Go through the records line by line from the top and repeat each one exactly, ending with the line that contains "Target: blue sky".

########

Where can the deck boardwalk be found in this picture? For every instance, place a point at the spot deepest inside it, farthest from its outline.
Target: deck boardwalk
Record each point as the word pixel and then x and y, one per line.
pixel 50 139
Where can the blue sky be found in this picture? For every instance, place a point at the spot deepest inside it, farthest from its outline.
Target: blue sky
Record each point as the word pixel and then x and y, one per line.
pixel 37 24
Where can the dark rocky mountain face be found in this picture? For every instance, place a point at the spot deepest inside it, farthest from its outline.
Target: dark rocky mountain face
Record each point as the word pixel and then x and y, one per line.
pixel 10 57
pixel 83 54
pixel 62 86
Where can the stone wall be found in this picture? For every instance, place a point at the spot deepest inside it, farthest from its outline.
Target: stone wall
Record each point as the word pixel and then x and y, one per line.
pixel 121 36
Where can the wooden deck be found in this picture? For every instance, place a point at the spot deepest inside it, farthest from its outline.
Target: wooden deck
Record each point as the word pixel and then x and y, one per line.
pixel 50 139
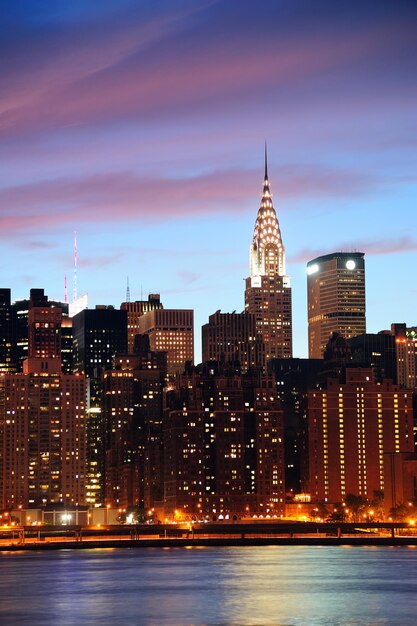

########

-- RESPONSE AREA --
Where can the deck boardwalk be found in this picture? For every instance, place a point at the spot deepest inside it, farthest from its outline.
Target: deck boardwalk
Record each point as the word pixel and then x and y, one per line.
pixel 50 139
Where can the blue sky be found in this picture? For every instance, place a point at the spot deepest inside it, farthest from its outline.
Target: blue sky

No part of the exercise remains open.